**Data provided:**
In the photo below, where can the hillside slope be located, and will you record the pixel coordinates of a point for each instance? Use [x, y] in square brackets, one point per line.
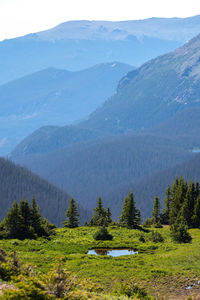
[78, 45]
[146, 188]
[19, 183]
[145, 97]
[87, 170]
[55, 97]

**Work to be completed:**
When you copy the entries above, keep every word exactly and omit the images.

**The completed task:**
In the photo below, where can the hillside slope be located, and will you record the pixel coordinates of a point for each instance? Use [x, y] in square brackets, one point per line.
[78, 45]
[146, 188]
[19, 183]
[145, 97]
[87, 170]
[55, 97]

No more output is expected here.